Stored dataset items

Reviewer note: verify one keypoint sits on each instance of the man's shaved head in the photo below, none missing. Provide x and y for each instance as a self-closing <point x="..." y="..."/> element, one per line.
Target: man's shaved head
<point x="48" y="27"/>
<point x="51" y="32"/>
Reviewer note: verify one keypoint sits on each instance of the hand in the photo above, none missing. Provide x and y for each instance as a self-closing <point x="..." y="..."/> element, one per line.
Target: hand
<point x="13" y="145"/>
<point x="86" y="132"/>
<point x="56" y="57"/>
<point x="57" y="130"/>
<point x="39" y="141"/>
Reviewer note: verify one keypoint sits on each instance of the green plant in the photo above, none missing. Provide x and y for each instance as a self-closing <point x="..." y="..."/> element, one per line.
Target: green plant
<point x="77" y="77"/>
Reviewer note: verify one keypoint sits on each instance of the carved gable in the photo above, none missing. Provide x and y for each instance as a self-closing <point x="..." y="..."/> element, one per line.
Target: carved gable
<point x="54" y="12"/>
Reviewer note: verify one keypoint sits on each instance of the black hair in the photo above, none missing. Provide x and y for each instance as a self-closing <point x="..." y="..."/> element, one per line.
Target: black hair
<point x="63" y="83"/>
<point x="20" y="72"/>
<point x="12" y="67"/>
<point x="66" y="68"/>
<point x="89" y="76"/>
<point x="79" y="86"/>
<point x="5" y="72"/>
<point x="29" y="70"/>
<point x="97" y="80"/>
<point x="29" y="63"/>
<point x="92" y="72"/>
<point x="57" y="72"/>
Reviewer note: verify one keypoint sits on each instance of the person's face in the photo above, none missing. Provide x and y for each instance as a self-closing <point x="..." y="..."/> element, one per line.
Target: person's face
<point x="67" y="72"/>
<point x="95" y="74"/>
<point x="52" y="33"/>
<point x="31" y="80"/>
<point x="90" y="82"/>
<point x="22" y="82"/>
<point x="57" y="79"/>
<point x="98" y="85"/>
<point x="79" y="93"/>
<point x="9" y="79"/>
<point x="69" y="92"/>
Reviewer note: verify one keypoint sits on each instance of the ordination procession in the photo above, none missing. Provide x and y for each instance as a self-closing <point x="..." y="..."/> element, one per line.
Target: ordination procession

* STATED TASK
Write out again every line from the one that contains "of the person's" through the end of the records, including the lines without coordinates. In each answer, add 67 to every x and y coordinate value.

* THE ANSWER
Reviewer note: verify one keypoint sits on each instance of the person's face in the photo above, none missing. Provide x and y for each instance as a self-closing <point x="..." y="..."/> element, one per line.
Target: person's face
<point x="134" y="139"/>
<point x="162" y="141"/>
<point x="119" y="100"/>
<point x="98" y="147"/>
<point x="157" y="149"/>
<point x="89" y="149"/>
<point x="124" y="146"/>
<point x="165" y="152"/>
<point x="146" y="160"/>
<point x="76" y="146"/>
<point x="136" y="159"/>
Reviewer note: verify one keypoint sits on each instance of the ordination procession in the photo above, none missing. Provide x and y for each instance as a self-closing <point x="..." y="..."/> element, one per line.
Target: ordination procession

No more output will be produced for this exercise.